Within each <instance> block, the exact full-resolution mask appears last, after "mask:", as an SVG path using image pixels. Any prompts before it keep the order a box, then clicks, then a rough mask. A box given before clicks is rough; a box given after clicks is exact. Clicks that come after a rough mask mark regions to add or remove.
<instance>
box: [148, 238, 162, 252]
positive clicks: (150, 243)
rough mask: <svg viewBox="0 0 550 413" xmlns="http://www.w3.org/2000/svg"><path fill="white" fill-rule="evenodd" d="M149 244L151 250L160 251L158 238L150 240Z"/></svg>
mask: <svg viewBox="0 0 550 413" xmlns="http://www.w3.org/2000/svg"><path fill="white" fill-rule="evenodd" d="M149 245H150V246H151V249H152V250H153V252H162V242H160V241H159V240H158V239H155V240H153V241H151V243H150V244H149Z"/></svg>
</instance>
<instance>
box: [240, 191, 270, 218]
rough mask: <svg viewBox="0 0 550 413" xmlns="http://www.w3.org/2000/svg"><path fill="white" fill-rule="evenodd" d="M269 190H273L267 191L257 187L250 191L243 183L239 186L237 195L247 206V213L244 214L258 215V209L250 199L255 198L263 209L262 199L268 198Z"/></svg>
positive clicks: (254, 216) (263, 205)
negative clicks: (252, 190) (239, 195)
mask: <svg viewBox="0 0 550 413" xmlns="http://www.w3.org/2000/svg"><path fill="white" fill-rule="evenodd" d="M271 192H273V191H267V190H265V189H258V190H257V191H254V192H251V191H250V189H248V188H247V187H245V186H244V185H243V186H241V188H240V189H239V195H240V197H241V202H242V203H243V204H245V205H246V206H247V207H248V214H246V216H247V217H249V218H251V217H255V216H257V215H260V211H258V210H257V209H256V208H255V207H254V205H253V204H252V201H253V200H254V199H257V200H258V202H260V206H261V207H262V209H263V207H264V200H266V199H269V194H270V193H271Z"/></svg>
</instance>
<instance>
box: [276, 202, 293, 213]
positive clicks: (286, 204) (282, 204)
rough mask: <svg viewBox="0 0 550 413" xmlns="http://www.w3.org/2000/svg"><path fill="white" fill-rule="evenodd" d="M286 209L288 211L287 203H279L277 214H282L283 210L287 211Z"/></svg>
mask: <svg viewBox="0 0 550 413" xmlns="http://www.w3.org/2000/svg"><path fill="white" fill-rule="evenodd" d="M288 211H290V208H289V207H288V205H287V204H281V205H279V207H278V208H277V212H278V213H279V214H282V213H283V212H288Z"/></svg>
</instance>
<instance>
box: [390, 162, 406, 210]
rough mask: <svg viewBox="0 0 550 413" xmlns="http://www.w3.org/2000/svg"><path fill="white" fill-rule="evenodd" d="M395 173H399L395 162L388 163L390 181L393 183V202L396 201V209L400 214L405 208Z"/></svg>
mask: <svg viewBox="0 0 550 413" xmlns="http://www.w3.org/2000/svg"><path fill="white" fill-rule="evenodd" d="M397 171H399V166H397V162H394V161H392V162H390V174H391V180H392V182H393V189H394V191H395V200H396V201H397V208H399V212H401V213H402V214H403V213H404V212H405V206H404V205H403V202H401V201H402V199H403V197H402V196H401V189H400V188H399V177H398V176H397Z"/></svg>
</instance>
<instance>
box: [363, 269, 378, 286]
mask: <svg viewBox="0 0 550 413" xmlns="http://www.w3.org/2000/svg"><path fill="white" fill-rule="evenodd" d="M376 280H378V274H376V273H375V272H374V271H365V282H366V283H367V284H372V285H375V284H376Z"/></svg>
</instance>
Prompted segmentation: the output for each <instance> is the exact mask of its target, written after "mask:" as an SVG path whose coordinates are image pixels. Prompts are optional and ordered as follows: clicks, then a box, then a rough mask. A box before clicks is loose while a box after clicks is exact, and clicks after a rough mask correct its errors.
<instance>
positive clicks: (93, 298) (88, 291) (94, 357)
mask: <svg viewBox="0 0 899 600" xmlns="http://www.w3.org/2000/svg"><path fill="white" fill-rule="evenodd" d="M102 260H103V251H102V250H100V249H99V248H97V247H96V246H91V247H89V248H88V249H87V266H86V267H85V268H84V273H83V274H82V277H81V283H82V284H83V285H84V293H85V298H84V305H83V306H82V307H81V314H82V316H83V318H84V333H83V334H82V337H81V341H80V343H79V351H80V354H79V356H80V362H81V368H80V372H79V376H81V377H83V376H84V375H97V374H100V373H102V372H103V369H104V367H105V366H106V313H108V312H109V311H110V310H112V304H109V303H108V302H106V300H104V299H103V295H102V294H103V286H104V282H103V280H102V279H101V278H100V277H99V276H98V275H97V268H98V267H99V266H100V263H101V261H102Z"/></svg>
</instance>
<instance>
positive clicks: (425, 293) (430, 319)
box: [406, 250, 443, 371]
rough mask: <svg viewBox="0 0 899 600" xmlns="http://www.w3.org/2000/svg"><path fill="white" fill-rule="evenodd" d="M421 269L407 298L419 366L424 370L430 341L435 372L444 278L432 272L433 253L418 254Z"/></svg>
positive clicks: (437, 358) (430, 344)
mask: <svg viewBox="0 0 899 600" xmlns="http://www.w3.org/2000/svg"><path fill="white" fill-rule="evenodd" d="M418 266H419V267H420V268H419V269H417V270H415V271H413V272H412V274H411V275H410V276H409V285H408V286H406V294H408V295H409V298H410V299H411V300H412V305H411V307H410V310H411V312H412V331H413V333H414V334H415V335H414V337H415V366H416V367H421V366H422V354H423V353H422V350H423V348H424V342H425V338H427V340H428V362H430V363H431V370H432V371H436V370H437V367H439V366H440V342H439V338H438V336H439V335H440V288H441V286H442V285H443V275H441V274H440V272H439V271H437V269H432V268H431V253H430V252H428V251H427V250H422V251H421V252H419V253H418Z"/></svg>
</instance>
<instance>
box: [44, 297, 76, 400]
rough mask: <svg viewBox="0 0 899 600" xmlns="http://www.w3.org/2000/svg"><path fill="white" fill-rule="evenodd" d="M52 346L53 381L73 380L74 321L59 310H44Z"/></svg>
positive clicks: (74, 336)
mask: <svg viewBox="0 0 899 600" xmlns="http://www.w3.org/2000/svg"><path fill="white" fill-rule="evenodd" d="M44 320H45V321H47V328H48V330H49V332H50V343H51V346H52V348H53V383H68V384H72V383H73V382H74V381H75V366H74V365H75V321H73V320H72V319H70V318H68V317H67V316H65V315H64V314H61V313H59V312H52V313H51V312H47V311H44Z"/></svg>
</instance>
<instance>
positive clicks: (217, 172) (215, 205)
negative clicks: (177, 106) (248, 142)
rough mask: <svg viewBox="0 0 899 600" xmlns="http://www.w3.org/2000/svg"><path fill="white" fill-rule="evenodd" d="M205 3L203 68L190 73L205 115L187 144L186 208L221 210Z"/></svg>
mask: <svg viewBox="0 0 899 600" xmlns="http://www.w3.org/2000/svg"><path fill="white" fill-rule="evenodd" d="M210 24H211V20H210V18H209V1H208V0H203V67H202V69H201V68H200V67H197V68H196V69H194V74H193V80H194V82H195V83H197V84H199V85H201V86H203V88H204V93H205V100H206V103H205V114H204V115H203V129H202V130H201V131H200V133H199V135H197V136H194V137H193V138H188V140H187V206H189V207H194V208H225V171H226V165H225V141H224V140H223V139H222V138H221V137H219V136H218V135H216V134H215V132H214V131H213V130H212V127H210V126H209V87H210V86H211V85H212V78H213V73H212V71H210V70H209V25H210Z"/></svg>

┄┄┄┄┄┄

Every record above should be written out exactly.

Within each <instance> block, the exact full-resolution mask appears last, after "mask:", as an SVG path using image pixels. Any prompts before it keep the order a box, then clicks, then a rough mask. A box given before clicks is rough; a box given after clicks is exact. Clicks that come after a rough mask mark regions to add or remove.
<instance>
box: [148, 238, 162, 252]
positive clicks: (150, 243)
rough mask: <svg viewBox="0 0 550 413" xmlns="http://www.w3.org/2000/svg"><path fill="white" fill-rule="evenodd" d="M149 244L151 250L160 251L158 238L150 240Z"/></svg>
mask: <svg viewBox="0 0 550 413" xmlns="http://www.w3.org/2000/svg"><path fill="white" fill-rule="evenodd" d="M149 245H150V246H151V249H152V250H153V252H162V242H160V241H159V240H158V239H155V240H153V241H151V243H150V244H149Z"/></svg>
</instance>
<instance>
box: [240, 191, 270, 218]
rough mask: <svg viewBox="0 0 550 413" xmlns="http://www.w3.org/2000/svg"><path fill="white" fill-rule="evenodd" d="M269 190H273L267 191L257 187L250 191L243 183L239 186L237 195L247 206V213L244 214L258 215V209L250 199L255 198L263 209L262 199L268 198Z"/></svg>
positive clicks: (254, 216) (263, 205)
negative clicks: (252, 190) (239, 195)
mask: <svg viewBox="0 0 550 413" xmlns="http://www.w3.org/2000/svg"><path fill="white" fill-rule="evenodd" d="M271 192H273V191H267V190H265V189H258V190H257V191H254V192H251V191H250V189H248V188H247V187H245V186H244V185H243V186H241V188H240V189H239V195H240V197H241V202H242V203H243V204H245V205H246V206H247V207H248V214H246V216H247V217H249V218H251V217H255V216H257V215H260V211H258V210H257V209H256V208H255V207H254V205H253V204H252V201H253V200H254V199H257V200H258V202H260V206H261V207H262V209H263V207H264V200H266V199H269V194H270V193H271Z"/></svg>
</instance>
<instance>
box: [276, 202, 293, 213]
positive clicks: (286, 204) (282, 204)
rough mask: <svg viewBox="0 0 550 413" xmlns="http://www.w3.org/2000/svg"><path fill="white" fill-rule="evenodd" d="M286 209L288 211L287 203H279L277 214H282L283 210L287 211Z"/></svg>
mask: <svg viewBox="0 0 550 413" xmlns="http://www.w3.org/2000/svg"><path fill="white" fill-rule="evenodd" d="M288 211H290V208H289V207H288V205H287V204H281V205H279V207H278V208H277V212H278V213H279V214H282V213H283V212H288Z"/></svg>
</instance>
<instance>
box: [390, 162, 406, 210]
rough mask: <svg viewBox="0 0 550 413" xmlns="http://www.w3.org/2000/svg"><path fill="white" fill-rule="evenodd" d="M395 173H399L395 162L388 163L390 181L393 183V202L396 201V209L400 214L405 208Z"/></svg>
mask: <svg viewBox="0 0 550 413" xmlns="http://www.w3.org/2000/svg"><path fill="white" fill-rule="evenodd" d="M397 171H399V166H397V162H394V161H392V162H390V174H391V180H392V182H393V189H394V191H395V200H396V201H397V208H399V212H401V213H402V214H403V213H404V212H405V206H404V205H403V202H401V201H402V199H403V197H402V196H401V189H400V188H399V177H398V176H397Z"/></svg>
</instance>
<instance>
box: [363, 269, 378, 286]
mask: <svg viewBox="0 0 550 413" xmlns="http://www.w3.org/2000/svg"><path fill="white" fill-rule="evenodd" d="M376 280H378V274H376V273H375V272H374V271H365V282H366V283H367V284H372V285H375V284H376Z"/></svg>
</instance>
Prompted segmentation: the output for each <instance> is the exact mask of its target, written after "mask:" as an SVG path whose coordinates are image pixels. Prompts are optional and ordered as follows: clicks, then a box, then a rough mask. A box before clicks is loose while a box after clicks is exact, and clicks after a rough mask correct its errors.
<instance>
positive clicks: (93, 298) (88, 291) (94, 357)
mask: <svg viewBox="0 0 899 600" xmlns="http://www.w3.org/2000/svg"><path fill="white" fill-rule="evenodd" d="M102 260H103V251H102V250H100V249H99V248H97V247H96V246H91V247H89V248H88V249H87V266H86V267H85V268H84V273H83V274H82V277H81V283H82V284H83V285H84V293H85V298H84V305H83V306H82V307H81V314H82V316H83V318H84V333H83V334H82V337H81V341H80V343H79V351H80V354H79V356H80V362H81V368H80V372H79V376H81V377H83V376H84V375H97V374H100V373H102V372H103V369H104V367H105V366H106V313H108V312H109V311H110V310H112V304H109V303H108V302H106V300H104V299H103V295H102V294H103V286H104V282H103V280H102V279H101V278H100V277H99V276H98V275H97V268H98V267H99V266H100V263H101V261H102Z"/></svg>
</instance>
<instance>
positive clicks: (425, 293) (430, 319)
box: [406, 250, 443, 371]
rough mask: <svg viewBox="0 0 899 600" xmlns="http://www.w3.org/2000/svg"><path fill="white" fill-rule="evenodd" d="M421 269L407 298L419 366L424 370L430 341L435 372L444 278L432 272L433 253L418 254Z"/></svg>
positive clicks: (437, 358) (430, 344)
mask: <svg viewBox="0 0 899 600" xmlns="http://www.w3.org/2000/svg"><path fill="white" fill-rule="evenodd" d="M418 266H419V267H420V268H419V269H417V270H415V271H413V272H412V274H411V275H410V276H409V285H408V286H406V294H408V295H409V298H410V299H411V300H412V305H411V307H410V310H411V312H412V331H413V333H414V334H415V335H414V337H415V366H416V367H421V366H422V354H423V353H422V350H423V348H424V342H425V338H427V340H428V362H430V363H431V370H432V371H436V370H437V367H439V366H440V342H439V338H438V336H439V335H440V288H441V286H442V285H443V275H441V274H440V272H439V271H437V269H432V268H431V253H430V252H428V251H427V250H422V251H421V252H419V253H418Z"/></svg>
</instance>
<instance>
box: [44, 297, 76, 400]
rough mask: <svg viewBox="0 0 899 600" xmlns="http://www.w3.org/2000/svg"><path fill="white" fill-rule="evenodd" d="M52 346L53 381L73 380L74 321L59 310H44Z"/></svg>
positive clicks: (74, 336)
mask: <svg viewBox="0 0 899 600" xmlns="http://www.w3.org/2000/svg"><path fill="white" fill-rule="evenodd" d="M44 320H45V321H47V328H48V330H49V332H50V343H51V346H52V348H53V383H68V384H72V383H73V382H74V381H75V366H74V365H75V321H73V320H72V319H70V318H68V317H67V316H65V315H64V314H61V313H59V312H52V313H51V312H47V311H44Z"/></svg>
</instance>
<instance>
positive clicks: (217, 172) (215, 205)
negative clicks: (177, 106) (248, 142)
rough mask: <svg viewBox="0 0 899 600" xmlns="http://www.w3.org/2000/svg"><path fill="white" fill-rule="evenodd" d="M205 3L203 68L190 73L205 115L187 144L186 208L221 210Z"/></svg>
mask: <svg viewBox="0 0 899 600" xmlns="http://www.w3.org/2000/svg"><path fill="white" fill-rule="evenodd" d="M210 24H211V20H210V18H209V1H208V0H203V67H202V69H201V68H200V67H197V68H196V69H194V74H193V80H194V82H195V83H197V84H199V85H201V86H203V88H204V93H205V100H206V103H205V114H204V115H203V129H202V130H201V131H200V133H199V135H197V136H194V137H193V138H188V140H187V206H189V207H194V208H225V171H226V165H225V141H224V140H223V139H222V138H221V137H219V136H218V135H216V134H215V132H214V131H213V130H212V127H210V126H209V87H210V86H211V85H212V78H213V73H212V71H210V70H209V25H210Z"/></svg>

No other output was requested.